- [Description of the task] Set down exactly the lines below, starting at the one that contains "Query: spiky succulent" and ending at the one that contains "Query: mint green succulent", with both of those lines included and nothing else.

- [Supplied records]
_ _ _ _ _ _ _
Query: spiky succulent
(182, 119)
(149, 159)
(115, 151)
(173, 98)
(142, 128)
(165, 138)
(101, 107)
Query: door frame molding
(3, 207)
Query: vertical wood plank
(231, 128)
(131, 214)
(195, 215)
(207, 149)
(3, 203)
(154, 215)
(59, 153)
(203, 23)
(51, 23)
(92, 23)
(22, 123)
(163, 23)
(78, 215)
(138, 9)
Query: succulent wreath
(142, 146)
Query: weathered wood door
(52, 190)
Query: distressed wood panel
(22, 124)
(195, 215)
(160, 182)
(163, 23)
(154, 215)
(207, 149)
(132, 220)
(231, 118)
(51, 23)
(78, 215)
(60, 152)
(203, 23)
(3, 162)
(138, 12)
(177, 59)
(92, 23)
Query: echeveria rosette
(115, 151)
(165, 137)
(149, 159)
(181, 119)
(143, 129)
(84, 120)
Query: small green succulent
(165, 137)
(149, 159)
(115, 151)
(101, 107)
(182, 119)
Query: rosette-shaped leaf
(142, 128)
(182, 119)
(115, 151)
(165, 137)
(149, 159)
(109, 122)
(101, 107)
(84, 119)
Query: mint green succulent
_ _ _ _ _ _ _
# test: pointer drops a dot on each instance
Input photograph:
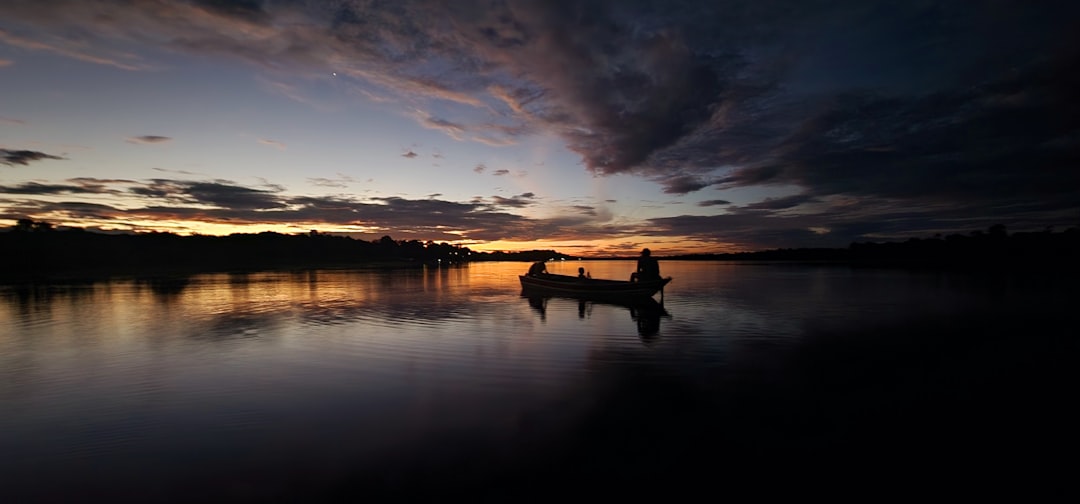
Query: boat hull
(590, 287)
_ _ _ _ _ _ _
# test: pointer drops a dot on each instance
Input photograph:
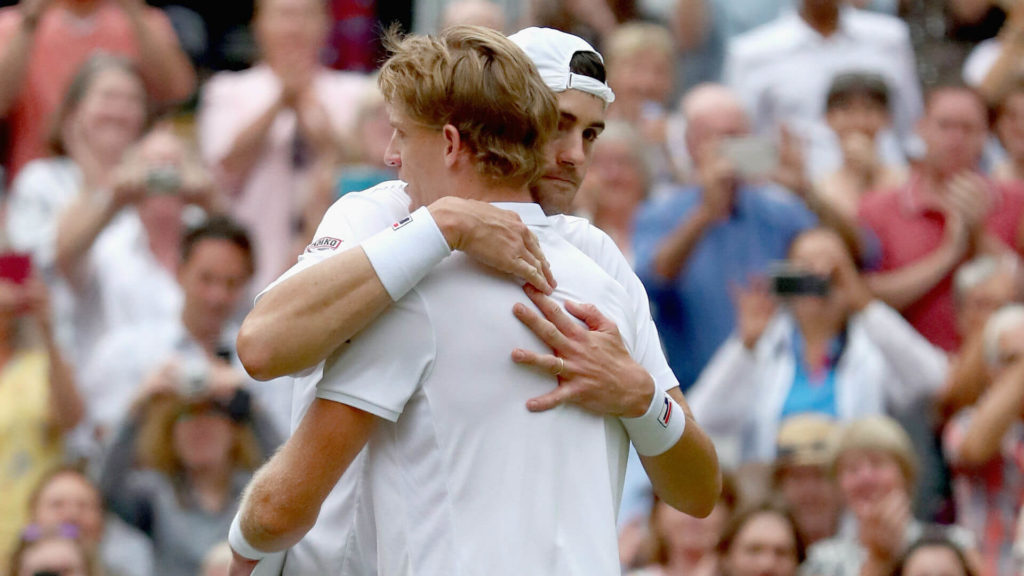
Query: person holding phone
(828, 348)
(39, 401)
_ _ _ _ _ _ _
- [Result of this task]
Query: spiky succulent
(182, 119)
(149, 159)
(115, 151)
(173, 98)
(142, 128)
(165, 138)
(101, 107)
Query: door frame molding
(3, 207)
Query: vertical wood plank
(231, 128)
(131, 214)
(195, 215)
(207, 149)
(3, 203)
(154, 215)
(59, 153)
(203, 23)
(51, 23)
(92, 23)
(22, 123)
(163, 23)
(78, 215)
(138, 9)
Query: succulent wreath
(142, 146)
Query: weathered wood door
(52, 190)
Query: distressed wood panel
(22, 124)
(195, 215)
(160, 182)
(163, 23)
(154, 215)
(207, 149)
(132, 220)
(231, 118)
(51, 23)
(78, 215)
(60, 152)
(203, 23)
(3, 162)
(138, 12)
(177, 59)
(92, 23)
Query: echeveria rosette
(115, 151)
(165, 137)
(149, 159)
(181, 119)
(143, 129)
(84, 120)
Query: small green succulent
(165, 137)
(149, 159)
(115, 151)
(101, 107)
(182, 119)
Query: rosette-shaped leaf
(142, 128)
(182, 119)
(115, 151)
(165, 137)
(149, 159)
(109, 122)
(101, 107)
(84, 119)
Query: mint green succulent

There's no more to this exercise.